Goal =>
The line containing "Would you kindly locate the stethoscope" and every line after it, through the last, are to be extracted exactly; no other lines belong in the answer.

Records to process =>
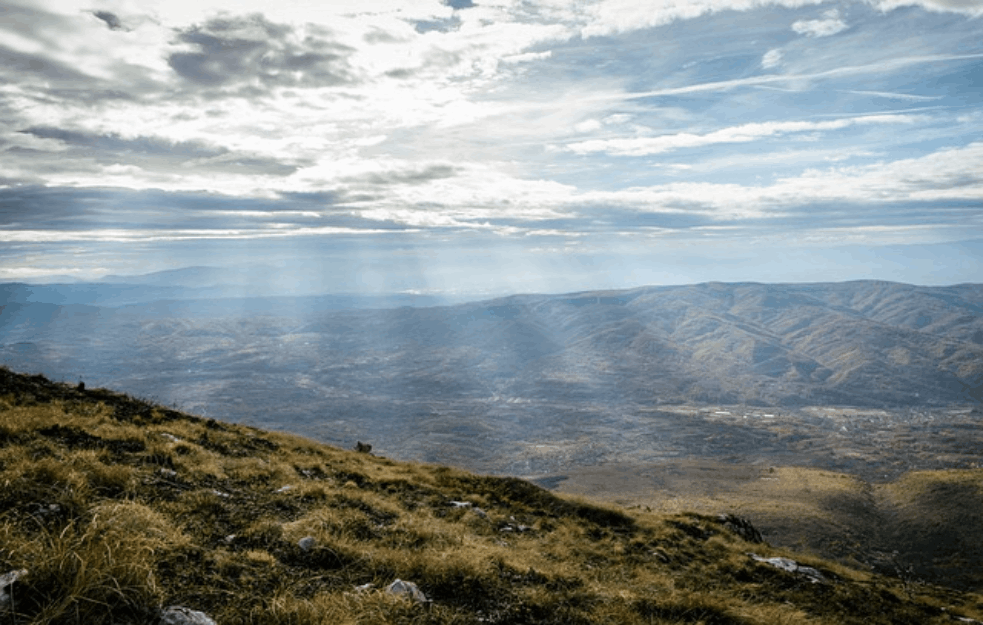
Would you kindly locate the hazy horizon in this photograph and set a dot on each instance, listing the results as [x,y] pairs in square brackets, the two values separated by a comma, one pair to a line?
[493,146]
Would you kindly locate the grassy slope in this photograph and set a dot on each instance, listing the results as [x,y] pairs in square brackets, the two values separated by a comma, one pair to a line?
[924,526]
[117,507]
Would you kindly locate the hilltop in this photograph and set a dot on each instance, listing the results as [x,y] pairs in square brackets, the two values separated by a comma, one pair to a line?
[116,507]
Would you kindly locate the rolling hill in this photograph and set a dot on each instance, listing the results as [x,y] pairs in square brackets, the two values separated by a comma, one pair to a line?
[115,510]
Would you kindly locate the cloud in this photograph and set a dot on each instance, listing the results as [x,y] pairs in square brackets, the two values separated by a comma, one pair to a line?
[642,146]
[772,58]
[143,152]
[250,50]
[412,176]
[111,19]
[966,7]
[609,17]
[829,25]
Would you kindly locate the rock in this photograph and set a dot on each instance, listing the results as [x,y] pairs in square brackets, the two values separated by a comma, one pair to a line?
[7,581]
[307,543]
[742,527]
[409,589]
[791,566]
[179,615]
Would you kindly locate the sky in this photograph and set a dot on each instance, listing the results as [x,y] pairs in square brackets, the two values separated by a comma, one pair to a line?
[492,146]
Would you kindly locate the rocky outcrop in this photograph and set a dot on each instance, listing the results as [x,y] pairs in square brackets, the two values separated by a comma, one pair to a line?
[179,615]
[791,566]
[407,589]
[742,527]
[7,581]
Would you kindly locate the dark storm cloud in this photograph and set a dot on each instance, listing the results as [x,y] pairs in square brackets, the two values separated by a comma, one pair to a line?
[112,21]
[237,51]
[158,152]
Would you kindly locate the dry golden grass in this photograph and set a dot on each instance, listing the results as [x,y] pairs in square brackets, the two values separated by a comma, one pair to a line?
[117,507]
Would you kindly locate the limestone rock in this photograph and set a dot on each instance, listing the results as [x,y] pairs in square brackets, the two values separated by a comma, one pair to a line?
[742,527]
[179,615]
[307,543]
[409,589]
[791,566]
[6,589]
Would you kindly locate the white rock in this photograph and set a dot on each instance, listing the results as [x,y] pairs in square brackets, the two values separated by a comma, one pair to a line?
[307,543]
[791,566]
[411,590]
[6,592]
[179,615]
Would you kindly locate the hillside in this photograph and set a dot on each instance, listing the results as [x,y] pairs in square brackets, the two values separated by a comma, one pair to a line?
[856,343]
[116,507]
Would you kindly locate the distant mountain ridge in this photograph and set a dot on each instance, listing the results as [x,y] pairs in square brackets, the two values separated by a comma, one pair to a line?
[857,343]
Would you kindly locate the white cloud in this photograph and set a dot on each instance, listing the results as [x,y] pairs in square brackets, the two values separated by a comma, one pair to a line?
[609,17]
[772,58]
[587,125]
[966,7]
[829,25]
[643,146]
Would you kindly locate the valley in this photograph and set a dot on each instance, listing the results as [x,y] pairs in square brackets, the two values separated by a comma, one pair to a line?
[803,407]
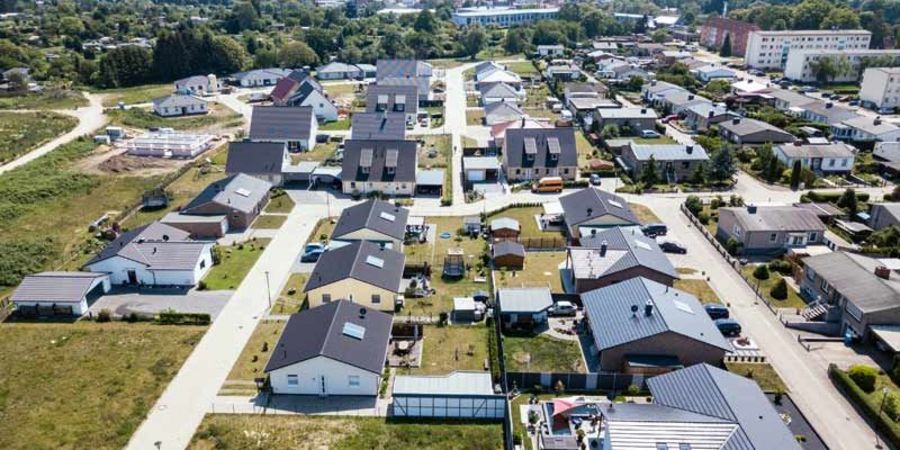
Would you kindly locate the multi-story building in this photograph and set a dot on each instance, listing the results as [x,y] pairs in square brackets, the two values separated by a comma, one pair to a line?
[801,64]
[502,17]
[881,88]
[770,49]
[713,33]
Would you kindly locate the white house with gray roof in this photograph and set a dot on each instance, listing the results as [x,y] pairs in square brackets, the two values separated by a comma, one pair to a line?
[641,326]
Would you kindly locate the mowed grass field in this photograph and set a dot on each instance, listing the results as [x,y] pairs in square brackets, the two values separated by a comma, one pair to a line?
[344,433]
[84,385]
[21,132]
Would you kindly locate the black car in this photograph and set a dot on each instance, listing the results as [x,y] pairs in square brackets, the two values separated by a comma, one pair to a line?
[716,311]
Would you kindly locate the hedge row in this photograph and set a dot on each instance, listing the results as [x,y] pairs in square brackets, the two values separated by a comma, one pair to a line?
[888,428]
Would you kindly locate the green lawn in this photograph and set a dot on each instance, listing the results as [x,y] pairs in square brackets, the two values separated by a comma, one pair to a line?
[542,354]
[291,299]
[136,94]
[21,132]
[280,204]
[541,269]
[345,433]
[792,301]
[84,385]
[698,288]
[49,99]
[219,116]
[269,221]
[236,262]
[764,375]
[452,347]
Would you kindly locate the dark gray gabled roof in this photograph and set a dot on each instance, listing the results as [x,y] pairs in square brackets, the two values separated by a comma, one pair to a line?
[590,203]
[378,125]
[320,332]
[706,390]
[279,123]
[517,138]
[255,157]
[352,169]
[613,323]
[376,215]
[57,287]
[355,260]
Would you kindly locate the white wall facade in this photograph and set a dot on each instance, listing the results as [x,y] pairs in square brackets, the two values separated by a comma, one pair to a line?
[324,376]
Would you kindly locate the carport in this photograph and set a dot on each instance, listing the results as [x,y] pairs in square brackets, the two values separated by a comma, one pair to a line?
[466,395]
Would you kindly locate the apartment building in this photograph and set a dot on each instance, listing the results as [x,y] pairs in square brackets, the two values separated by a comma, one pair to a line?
[770,49]
[502,17]
[881,88]
[800,65]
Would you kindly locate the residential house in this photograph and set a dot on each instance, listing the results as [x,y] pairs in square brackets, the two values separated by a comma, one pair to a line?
[362,272]
[614,255]
[59,293]
[339,348]
[237,198]
[769,230]
[859,293]
[524,308]
[393,98]
[153,255]
[263,160]
[374,221]
[295,126]
[628,120]
[198,85]
[640,326]
[388,126]
[260,77]
[744,131]
[834,157]
[592,208]
[533,153]
[701,116]
[179,105]
[382,166]
[391,71]
[673,162]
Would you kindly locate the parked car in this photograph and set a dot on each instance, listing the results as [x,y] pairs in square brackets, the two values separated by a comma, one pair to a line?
[669,246]
[563,308]
[728,327]
[655,229]
[716,311]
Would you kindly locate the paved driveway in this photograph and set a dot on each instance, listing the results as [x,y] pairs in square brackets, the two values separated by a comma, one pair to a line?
[149,302]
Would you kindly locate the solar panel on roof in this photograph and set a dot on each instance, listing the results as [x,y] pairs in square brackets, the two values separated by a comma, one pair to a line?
[353,330]
[375,261]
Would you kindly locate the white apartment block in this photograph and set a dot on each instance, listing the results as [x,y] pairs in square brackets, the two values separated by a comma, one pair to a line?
[770,49]
[800,63]
[881,87]
[502,17]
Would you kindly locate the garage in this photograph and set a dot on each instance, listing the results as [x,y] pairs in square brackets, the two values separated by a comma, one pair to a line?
[466,395]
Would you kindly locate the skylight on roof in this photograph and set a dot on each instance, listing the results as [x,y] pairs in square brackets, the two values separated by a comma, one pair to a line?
[683,306]
[353,330]
[375,261]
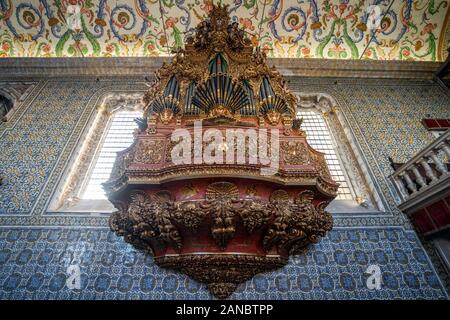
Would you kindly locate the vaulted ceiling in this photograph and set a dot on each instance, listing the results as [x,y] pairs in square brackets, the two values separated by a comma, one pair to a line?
[334,29]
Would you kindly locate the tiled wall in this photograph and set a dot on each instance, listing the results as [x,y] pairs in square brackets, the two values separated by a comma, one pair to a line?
[36,247]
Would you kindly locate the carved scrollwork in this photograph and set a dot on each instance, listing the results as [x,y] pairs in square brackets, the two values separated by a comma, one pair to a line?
[221,196]
[294,153]
[145,219]
[149,151]
[254,215]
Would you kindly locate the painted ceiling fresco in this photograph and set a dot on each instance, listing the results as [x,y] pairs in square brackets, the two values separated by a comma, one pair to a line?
[334,29]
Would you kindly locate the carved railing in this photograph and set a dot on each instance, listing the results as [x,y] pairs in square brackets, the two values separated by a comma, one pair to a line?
[424,171]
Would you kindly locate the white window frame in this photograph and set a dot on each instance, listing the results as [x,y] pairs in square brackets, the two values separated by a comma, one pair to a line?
[366,199]
[67,198]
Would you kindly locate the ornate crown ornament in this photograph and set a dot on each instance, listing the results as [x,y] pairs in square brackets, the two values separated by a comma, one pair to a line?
[220,223]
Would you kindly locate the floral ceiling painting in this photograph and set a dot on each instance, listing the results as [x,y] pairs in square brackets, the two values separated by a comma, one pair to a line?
[332,29]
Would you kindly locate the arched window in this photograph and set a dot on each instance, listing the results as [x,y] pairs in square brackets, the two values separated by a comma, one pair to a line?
[325,132]
[118,136]
[111,130]
[5,106]
[319,137]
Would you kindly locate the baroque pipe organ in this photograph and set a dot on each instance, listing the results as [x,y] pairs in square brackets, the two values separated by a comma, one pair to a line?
[222,218]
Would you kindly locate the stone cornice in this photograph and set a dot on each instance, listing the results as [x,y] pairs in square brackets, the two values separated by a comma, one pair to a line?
[38,68]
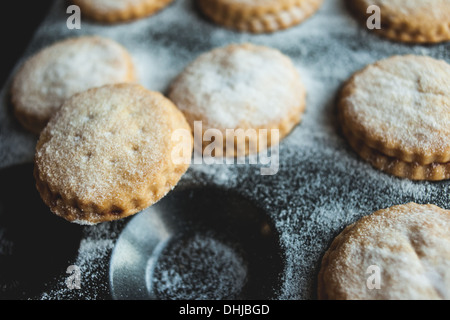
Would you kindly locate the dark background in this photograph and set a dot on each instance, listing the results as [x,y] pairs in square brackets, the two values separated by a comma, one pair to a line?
[18,21]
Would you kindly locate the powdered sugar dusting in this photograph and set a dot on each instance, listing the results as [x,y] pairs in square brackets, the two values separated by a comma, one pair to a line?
[68,67]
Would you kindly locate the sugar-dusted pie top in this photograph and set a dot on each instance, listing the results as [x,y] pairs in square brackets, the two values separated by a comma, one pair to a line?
[239,86]
[401,105]
[410,246]
[108,151]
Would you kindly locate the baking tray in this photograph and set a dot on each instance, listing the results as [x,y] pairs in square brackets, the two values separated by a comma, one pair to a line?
[225,231]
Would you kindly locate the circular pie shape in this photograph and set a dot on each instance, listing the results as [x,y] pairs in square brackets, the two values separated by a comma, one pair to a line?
[405,247]
[259,16]
[114,11]
[107,153]
[60,70]
[400,107]
[241,86]
[412,21]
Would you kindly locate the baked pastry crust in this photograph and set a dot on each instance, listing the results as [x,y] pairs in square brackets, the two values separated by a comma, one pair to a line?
[396,112]
[115,11]
[412,21]
[259,16]
[55,73]
[107,153]
[241,86]
[410,244]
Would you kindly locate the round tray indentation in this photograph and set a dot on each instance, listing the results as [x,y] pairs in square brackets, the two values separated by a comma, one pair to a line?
[196,244]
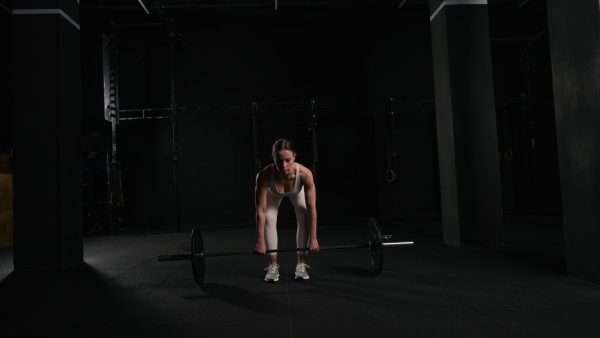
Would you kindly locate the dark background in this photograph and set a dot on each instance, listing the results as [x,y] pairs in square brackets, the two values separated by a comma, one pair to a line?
[350,58]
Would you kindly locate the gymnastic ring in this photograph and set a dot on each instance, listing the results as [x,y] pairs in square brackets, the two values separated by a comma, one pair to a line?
[387,176]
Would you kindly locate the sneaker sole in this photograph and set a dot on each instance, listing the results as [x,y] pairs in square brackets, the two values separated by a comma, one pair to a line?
[272,280]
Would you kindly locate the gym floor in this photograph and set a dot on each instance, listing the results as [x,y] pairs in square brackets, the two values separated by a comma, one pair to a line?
[427,290]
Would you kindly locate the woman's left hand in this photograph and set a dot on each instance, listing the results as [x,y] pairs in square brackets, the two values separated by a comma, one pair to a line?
[313,245]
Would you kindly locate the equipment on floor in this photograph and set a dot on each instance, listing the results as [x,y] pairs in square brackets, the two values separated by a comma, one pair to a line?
[374,243]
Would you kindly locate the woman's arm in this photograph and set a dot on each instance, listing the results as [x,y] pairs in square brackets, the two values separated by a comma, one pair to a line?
[310,193]
[260,200]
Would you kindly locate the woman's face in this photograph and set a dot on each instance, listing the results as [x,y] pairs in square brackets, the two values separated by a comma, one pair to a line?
[284,161]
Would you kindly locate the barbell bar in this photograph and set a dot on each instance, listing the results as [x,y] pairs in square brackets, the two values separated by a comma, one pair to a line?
[197,255]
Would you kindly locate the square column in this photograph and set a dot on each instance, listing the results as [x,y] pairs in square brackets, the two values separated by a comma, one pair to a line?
[471,196]
[47,134]
[574,30]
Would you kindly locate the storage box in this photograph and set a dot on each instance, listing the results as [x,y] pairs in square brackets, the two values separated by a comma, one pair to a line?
[6,229]
[4,162]
[6,192]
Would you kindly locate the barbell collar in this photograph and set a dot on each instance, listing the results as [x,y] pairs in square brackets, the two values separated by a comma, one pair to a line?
[180,257]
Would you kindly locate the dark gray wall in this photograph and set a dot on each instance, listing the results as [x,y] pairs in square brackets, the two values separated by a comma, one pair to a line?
[356,56]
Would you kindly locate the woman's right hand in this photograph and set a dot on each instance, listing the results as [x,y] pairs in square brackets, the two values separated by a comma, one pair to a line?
[261,248]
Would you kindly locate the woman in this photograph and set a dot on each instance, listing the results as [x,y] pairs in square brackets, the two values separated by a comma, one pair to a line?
[285,178]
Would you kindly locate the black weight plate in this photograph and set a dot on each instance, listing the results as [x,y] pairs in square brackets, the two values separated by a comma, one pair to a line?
[375,246]
[197,256]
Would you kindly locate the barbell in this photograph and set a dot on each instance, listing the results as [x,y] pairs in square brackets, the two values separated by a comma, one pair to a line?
[197,255]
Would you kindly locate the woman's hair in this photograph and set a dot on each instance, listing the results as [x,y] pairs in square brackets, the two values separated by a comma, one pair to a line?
[283,144]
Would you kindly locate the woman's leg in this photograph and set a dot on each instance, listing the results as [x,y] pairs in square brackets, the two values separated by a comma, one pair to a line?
[271,238]
[302,232]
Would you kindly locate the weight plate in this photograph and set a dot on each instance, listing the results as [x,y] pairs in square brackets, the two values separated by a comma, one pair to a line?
[375,246]
[197,256]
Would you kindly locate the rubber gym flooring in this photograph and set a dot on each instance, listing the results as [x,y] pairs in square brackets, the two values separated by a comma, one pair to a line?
[427,290]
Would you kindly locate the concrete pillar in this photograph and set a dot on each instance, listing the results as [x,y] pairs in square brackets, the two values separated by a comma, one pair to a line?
[471,196]
[46,123]
[574,29]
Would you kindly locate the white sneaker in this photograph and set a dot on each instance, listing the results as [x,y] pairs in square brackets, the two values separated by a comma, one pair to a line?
[301,271]
[272,273]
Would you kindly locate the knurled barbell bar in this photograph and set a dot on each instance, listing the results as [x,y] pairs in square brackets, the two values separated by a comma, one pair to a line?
[197,255]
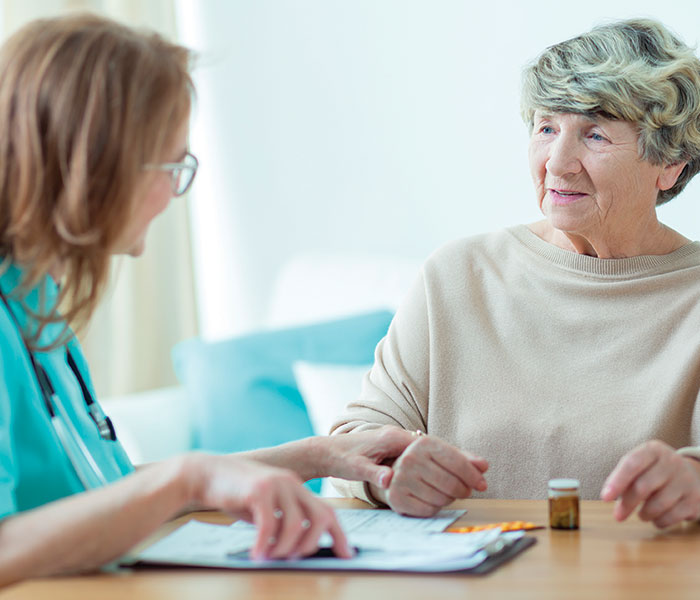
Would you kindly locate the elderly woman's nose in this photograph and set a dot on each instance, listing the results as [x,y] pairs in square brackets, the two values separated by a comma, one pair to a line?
[563,157]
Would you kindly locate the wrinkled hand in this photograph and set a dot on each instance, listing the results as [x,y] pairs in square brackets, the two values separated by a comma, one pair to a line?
[665,484]
[431,474]
[358,456]
[289,518]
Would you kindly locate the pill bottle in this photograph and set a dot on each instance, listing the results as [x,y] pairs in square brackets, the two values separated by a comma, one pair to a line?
[563,503]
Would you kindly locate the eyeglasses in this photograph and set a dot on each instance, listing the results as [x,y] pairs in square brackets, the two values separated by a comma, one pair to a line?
[181,174]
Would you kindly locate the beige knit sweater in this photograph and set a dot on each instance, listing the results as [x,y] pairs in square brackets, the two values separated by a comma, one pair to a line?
[546,362]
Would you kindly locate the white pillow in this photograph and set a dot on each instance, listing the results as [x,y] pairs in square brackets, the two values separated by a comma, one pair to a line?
[327,390]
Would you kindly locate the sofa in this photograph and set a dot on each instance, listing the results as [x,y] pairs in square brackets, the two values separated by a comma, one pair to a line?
[287,380]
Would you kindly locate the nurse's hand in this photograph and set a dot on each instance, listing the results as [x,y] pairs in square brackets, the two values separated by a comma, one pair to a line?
[429,475]
[665,484]
[289,518]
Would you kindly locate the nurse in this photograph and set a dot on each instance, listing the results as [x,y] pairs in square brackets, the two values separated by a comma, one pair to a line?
[93,145]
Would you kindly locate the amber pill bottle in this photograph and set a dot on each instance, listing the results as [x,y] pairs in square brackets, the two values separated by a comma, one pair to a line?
[563,503]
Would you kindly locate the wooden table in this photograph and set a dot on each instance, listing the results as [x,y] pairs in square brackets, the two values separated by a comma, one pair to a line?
[604,559]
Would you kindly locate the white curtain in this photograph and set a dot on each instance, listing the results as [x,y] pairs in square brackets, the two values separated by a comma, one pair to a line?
[150,304]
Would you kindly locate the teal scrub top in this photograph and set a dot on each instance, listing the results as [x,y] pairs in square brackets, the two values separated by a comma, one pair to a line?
[34,468]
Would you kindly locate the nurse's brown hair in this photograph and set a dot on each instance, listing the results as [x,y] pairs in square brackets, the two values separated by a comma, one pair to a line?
[85,103]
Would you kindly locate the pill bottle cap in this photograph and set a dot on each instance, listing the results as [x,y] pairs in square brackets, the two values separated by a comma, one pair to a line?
[564,484]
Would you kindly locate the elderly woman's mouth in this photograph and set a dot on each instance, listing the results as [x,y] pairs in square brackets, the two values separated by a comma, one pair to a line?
[564,196]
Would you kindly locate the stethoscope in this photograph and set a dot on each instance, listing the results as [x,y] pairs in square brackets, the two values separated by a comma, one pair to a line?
[84,464]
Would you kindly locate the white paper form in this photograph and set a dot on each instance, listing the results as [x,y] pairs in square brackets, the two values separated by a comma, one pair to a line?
[385,542]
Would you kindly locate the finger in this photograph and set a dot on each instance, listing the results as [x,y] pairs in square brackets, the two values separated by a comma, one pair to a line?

Exercise result =>
Would you kindly locate the stethoscope in this photograph and set a dot on each instance, listing the results as [x,y] pairs in square brackets, the two values separated by a comma, one pair to a line?
[84,464]
Would you kindly locate the white paper form in this photograph and set a dot on each instance, listing the results as [x,y] pairs in square brackets, the two values separated by a comma, one pair to a line?
[385,542]
Would you kindly locate the finger in this photograph and set a dot on each instance, listing the results as [x,y] pairs in square brackets, the two values separated by a comma, one pair to a line?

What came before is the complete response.